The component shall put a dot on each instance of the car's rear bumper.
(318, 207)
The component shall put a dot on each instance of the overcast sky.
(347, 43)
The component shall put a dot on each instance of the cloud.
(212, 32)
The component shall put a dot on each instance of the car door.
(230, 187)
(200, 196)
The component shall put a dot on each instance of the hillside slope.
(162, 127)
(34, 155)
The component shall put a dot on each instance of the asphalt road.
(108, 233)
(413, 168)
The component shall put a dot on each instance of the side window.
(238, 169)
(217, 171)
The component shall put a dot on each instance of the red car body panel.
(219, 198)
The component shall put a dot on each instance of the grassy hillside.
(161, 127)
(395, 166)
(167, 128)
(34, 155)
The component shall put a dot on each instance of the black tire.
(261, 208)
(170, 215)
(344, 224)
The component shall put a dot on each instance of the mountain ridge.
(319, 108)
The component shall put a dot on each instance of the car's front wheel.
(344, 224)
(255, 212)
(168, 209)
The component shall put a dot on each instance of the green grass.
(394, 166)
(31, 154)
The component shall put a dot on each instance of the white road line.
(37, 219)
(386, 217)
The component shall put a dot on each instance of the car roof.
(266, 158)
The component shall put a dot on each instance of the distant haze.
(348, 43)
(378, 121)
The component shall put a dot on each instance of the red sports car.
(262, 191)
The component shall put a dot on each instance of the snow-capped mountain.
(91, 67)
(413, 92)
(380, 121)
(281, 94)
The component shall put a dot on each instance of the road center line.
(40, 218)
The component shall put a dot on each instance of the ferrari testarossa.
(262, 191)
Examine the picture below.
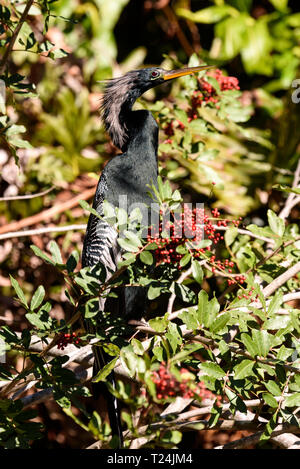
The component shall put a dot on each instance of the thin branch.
(15, 35)
(244, 443)
(47, 214)
(38, 231)
(181, 279)
(27, 196)
(281, 280)
(293, 199)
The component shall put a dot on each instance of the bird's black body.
(128, 174)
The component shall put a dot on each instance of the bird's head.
(121, 93)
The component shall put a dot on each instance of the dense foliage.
(221, 267)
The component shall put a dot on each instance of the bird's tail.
(100, 389)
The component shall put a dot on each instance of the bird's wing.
(100, 242)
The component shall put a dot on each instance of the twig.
(47, 214)
(254, 439)
(293, 199)
(189, 334)
(38, 231)
(181, 279)
(27, 196)
(281, 280)
(15, 35)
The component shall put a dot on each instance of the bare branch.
(13, 38)
(27, 196)
(38, 231)
(281, 280)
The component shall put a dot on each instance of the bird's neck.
(142, 133)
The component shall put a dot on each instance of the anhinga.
(129, 173)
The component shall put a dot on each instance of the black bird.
(127, 174)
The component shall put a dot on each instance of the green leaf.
(212, 369)
(275, 303)
(105, 371)
(189, 317)
(293, 400)
(244, 369)
(37, 298)
(235, 400)
(281, 187)
(203, 309)
(133, 238)
(18, 291)
(159, 324)
(173, 335)
(249, 344)
(137, 347)
(127, 245)
(262, 340)
(273, 388)
(146, 257)
(269, 399)
(219, 323)
(154, 292)
(230, 235)
(276, 224)
(209, 15)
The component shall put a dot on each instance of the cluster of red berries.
(207, 92)
(185, 226)
(190, 226)
(66, 339)
(168, 386)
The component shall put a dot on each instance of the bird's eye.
(155, 74)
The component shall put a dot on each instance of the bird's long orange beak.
(185, 71)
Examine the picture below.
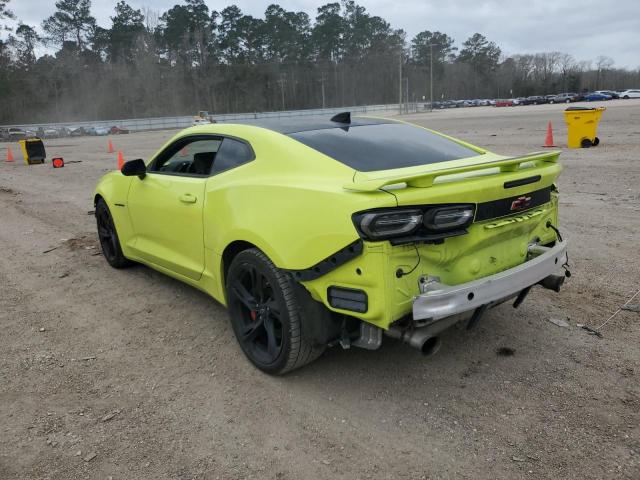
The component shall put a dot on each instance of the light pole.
(400, 81)
(322, 85)
(431, 76)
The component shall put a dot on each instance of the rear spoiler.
(426, 179)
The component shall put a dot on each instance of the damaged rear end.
(465, 234)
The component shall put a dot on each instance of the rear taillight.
(415, 224)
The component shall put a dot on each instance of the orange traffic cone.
(549, 140)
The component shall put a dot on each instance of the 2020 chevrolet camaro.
(336, 231)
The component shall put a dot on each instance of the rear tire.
(266, 315)
(109, 241)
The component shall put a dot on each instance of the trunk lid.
(515, 197)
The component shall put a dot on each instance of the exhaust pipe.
(426, 338)
(552, 282)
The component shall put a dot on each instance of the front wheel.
(266, 316)
(109, 241)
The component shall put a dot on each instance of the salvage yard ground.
(132, 375)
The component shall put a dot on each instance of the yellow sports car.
(325, 232)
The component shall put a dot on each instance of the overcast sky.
(583, 28)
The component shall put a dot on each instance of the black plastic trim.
(522, 181)
(348, 299)
(505, 206)
(332, 262)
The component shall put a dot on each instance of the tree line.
(191, 58)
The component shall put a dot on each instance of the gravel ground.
(130, 374)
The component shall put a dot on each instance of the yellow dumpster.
(32, 151)
(582, 126)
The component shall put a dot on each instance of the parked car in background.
(503, 103)
(631, 93)
(596, 97)
(537, 99)
(115, 130)
(611, 93)
(522, 101)
(200, 121)
(64, 132)
(564, 98)
(50, 133)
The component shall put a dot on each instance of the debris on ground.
(505, 352)
(90, 457)
(589, 329)
(560, 322)
(109, 416)
(632, 307)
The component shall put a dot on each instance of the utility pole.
(281, 81)
(406, 95)
(322, 83)
(431, 76)
(400, 82)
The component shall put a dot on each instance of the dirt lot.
(132, 375)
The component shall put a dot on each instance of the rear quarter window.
(232, 153)
(387, 146)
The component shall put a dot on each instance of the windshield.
(386, 146)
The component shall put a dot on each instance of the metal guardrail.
(162, 123)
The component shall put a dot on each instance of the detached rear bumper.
(439, 301)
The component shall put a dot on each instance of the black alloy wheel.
(266, 316)
(259, 313)
(108, 236)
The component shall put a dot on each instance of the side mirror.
(134, 168)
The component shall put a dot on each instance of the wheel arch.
(229, 253)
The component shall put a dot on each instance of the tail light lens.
(392, 223)
(448, 218)
(427, 223)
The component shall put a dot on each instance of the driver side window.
(189, 158)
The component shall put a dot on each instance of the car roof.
(296, 124)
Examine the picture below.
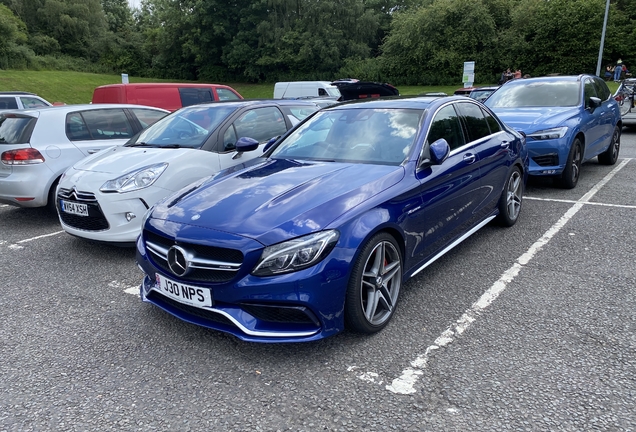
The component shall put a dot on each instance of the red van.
(170, 96)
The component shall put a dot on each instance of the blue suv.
(566, 119)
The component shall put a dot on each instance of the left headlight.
(553, 133)
(296, 254)
(135, 180)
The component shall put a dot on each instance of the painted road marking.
(17, 244)
(405, 384)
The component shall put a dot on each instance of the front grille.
(546, 160)
(281, 314)
(95, 221)
(190, 310)
(207, 263)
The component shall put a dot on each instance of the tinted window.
(31, 102)
(261, 124)
(446, 125)
(527, 93)
(225, 94)
(492, 122)
(475, 121)
(16, 129)
(76, 129)
(108, 124)
(147, 117)
(363, 135)
(8, 103)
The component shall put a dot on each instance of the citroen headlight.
(296, 254)
(135, 180)
(553, 133)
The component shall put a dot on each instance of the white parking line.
(573, 202)
(17, 244)
(405, 384)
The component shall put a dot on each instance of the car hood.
(535, 118)
(121, 160)
(278, 199)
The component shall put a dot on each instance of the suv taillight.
(27, 156)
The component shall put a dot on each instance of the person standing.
(618, 70)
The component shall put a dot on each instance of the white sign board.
(469, 74)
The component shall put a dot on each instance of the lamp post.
(600, 51)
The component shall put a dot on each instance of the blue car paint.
(593, 127)
(272, 200)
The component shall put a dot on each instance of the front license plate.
(74, 208)
(192, 295)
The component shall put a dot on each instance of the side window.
(589, 91)
(475, 121)
(229, 138)
(108, 124)
(261, 124)
(147, 117)
(31, 102)
(8, 103)
(492, 122)
(205, 95)
(601, 89)
(225, 94)
(446, 125)
(76, 129)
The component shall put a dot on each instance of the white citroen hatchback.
(104, 197)
(37, 145)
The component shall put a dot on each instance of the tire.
(610, 156)
(511, 199)
(374, 286)
(570, 176)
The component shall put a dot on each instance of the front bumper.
(296, 307)
(108, 221)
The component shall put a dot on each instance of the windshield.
(16, 129)
(378, 136)
(188, 127)
(523, 93)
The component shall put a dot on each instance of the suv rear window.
(16, 129)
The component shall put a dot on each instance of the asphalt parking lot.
(527, 328)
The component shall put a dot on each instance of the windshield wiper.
(139, 144)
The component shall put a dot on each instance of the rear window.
(8, 103)
(16, 129)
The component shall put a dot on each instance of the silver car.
(38, 145)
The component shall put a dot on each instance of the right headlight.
(135, 180)
(553, 133)
(296, 254)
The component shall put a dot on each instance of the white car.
(104, 197)
(37, 145)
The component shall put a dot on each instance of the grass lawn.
(77, 87)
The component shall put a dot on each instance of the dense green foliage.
(406, 42)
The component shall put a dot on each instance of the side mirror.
(246, 144)
(270, 143)
(439, 151)
(595, 103)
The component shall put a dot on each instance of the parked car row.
(280, 221)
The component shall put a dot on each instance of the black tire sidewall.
(354, 315)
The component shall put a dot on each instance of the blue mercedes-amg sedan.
(567, 120)
(320, 233)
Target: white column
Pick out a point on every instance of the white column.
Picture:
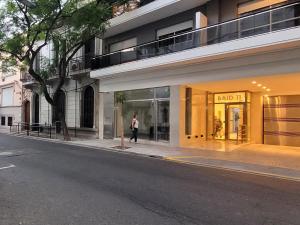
(175, 116)
(200, 22)
(101, 115)
(256, 118)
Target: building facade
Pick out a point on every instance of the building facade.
(198, 71)
(193, 72)
(10, 95)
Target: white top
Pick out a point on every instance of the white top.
(135, 123)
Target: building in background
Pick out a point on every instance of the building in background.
(193, 71)
(203, 70)
(10, 95)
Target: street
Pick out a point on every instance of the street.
(45, 183)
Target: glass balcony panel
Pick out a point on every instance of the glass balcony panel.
(128, 55)
(212, 35)
(228, 31)
(271, 20)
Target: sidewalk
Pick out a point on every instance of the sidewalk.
(278, 161)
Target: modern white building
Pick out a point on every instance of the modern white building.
(193, 71)
(204, 70)
(10, 95)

Set problem:
Each line from the one that contains "asphalt parking lot." through the end of the records should be restated exactly; include both end lines and leave any pictures out.

Result of the task:
The component shall put a dot on each instance of the asphalt parking lot.
(527, 328)
The component shall put a dot on each instance of the windshield wiper.
(139, 144)
The component shall put a dot on each instance of the rear window.
(8, 103)
(16, 129)
The component shall put a dot on each instance of the silver car.
(38, 145)
The component shall put a dot on each instance of the right headlight.
(135, 180)
(553, 133)
(296, 254)
The component shall put a dot on each instance of the white car.
(104, 197)
(37, 145)
The component shall put a dot on each instance of the grass lawn.
(77, 87)
The component shall put a dot on each instance of the dense green foliage.
(406, 42)
The component shall put a dot on each instance of the side mirror.
(246, 144)
(270, 143)
(439, 151)
(595, 103)
The component shall put a dot on each instance of the parked car row.
(280, 221)
The component shall put a dot on each instance of the black tire sidewall.
(354, 315)
The component shall put a dot on each instance of the blue mercedes-amg sedan.
(567, 120)
(320, 233)
Target: white column
Pick out a point on every instance of the white column.
Picture:
(175, 116)
(200, 22)
(101, 115)
(256, 118)
Target: building facade
Pick out a point on every instance of the building facade.
(198, 71)
(193, 72)
(10, 95)
Target: white top
Pick out a point on every instance of the white top.
(135, 123)
Target: building in background
Pick out a point on every instance of the building in background.
(193, 71)
(203, 70)
(10, 95)
Target: street
Pick out a point on every instance of the street.
(45, 183)
Target: glass balcony panel
Pick out a point on every instance of the glass balcony panel.
(128, 55)
(212, 35)
(228, 31)
(271, 20)
Target: sidewalk
Pick out a point on every instance of the sidewalk.
(278, 161)
Target: modern white building
Pick out a point on every instance of the modern white building.
(193, 71)
(204, 70)
(10, 95)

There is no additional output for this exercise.